[Work to complete]
Print the complete set of entries exactly.

Start of Source records

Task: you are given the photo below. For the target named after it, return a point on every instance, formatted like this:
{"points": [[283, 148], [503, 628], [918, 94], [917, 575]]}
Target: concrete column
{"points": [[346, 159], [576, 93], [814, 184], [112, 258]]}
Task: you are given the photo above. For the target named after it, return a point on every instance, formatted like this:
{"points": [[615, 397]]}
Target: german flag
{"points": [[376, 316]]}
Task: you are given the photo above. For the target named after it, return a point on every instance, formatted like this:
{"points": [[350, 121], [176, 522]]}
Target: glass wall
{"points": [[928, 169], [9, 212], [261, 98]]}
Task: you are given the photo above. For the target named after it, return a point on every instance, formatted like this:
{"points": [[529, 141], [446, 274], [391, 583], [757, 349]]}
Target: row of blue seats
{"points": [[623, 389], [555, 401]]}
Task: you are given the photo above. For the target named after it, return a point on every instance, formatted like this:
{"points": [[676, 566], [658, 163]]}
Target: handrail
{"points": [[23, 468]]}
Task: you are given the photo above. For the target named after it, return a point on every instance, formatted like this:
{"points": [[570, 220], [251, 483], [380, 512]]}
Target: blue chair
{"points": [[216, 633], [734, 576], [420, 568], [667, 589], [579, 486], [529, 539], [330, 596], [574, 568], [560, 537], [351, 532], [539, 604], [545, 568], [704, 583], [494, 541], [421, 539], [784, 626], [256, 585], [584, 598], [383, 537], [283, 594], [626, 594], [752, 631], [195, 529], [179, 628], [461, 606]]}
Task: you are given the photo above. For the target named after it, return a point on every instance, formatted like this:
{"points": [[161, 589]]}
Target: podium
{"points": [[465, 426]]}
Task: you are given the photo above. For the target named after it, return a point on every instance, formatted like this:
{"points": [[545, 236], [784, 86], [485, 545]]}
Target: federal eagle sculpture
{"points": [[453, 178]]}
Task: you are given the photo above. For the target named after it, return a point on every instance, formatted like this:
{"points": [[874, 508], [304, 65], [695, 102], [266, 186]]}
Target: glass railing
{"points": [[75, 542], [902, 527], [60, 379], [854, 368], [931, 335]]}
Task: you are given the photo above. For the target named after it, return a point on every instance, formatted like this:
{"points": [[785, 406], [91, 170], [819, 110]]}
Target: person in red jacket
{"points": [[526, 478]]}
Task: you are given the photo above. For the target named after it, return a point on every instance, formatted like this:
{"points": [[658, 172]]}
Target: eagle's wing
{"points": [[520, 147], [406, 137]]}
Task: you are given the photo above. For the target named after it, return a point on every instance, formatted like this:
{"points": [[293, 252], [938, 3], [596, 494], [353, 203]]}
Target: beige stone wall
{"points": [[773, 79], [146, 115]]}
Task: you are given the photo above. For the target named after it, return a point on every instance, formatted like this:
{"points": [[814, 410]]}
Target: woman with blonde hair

End of Source records

[Final answer]
Task: you are given the photo below. For the target named after it, return a point on every instance, formatted like this:
{"points": [[283, 148], [503, 628], [918, 94], [917, 575]]}
Target: concrete column
{"points": [[346, 159], [576, 93], [814, 184], [112, 258]]}
Task: you are given the photo above. For the target named after it, return a point on every instance, formatted like this:
{"points": [[615, 397]]}
Target: german flag
{"points": [[376, 316]]}
Task: you are given the photo above. For the target named after it, return a point on every instance, formatted like this:
{"points": [[350, 121], [176, 522]]}
Target: glass wall
{"points": [[928, 169], [9, 212], [261, 98]]}
Task: you are given the photo above. For the target named after it, return a point on every instance, formatted like this:
{"points": [[529, 141], [446, 274], [391, 583], [757, 349]]}
Target: row of blue seats
{"points": [[623, 389], [555, 401]]}
Task: you are given the photo above. For the target named after it, return a point on every instance, formatted like this:
{"points": [[676, 566], [658, 163]]}
Target: handrail
{"points": [[23, 468]]}
Task: you are given the photo above. For the target named after it, return a point on every instance, formatted like this:
{"points": [[570, 220], [251, 483], [380, 512]]}
Target: blue chair
{"points": [[216, 633], [734, 576], [420, 568], [667, 589], [579, 486], [529, 539], [330, 596], [574, 568], [560, 537], [351, 532], [539, 604], [545, 568], [704, 583], [494, 541], [421, 539], [784, 626], [256, 585], [584, 598], [383, 537], [283, 594], [626, 594], [752, 631], [195, 529], [179, 628], [461, 606]]}
Task: you are given the photo above. For the target named after it, return a point on every instance, formatted like this:
{"points": [[161, 589]]}
Target: podium
{"points": [[465, 426]]}
Task: you are given the photo above. For the target named after it, return a point on every instance, formatted like this:
{"points": [[545, 236], [784, 86], [485, 545]]}
Target: federal eagle sculpture
{"points": [[453, 178]]}
Task: you are given the photo above. For the target named after it, return a point on every instance, formatted like this:
{"points": [[874, 508], [304, 65], [695, 102], [266, 186]]}
Target: glass railing
{"points": [[75, 542], [902, 527], [60, 379], [854, 368], [931, 335]]}
Task: you are given the photo above. For the target named after it, return a point on every instance, formatted like this:
{"points": [[785, 406], [91, 170], [819, 110]]}
Target: person in red jacket
{"points": [[526, 478]]}
Task: you are given the photo above. For the target named after it, return a point on every instance, formatted like this:
{"points": [[658, 172]]}
Target: eagle's wing
{"points": [[520, 147], [406, 137]]}
Task: you are given the photo above. For the target named after it, return a point on every instance, formatted like this:
{"points": [[293, 252], [938, 3], [596, 494], [353, 203]]}
Target: beige stone wall
{"points": [[773, 79], [146, 115]]}
Task: you are given the photo above. For the target named after it, return a point on every instance, formatted like this:
{"points": [[814, 410]]}
Target: woman with blonde hair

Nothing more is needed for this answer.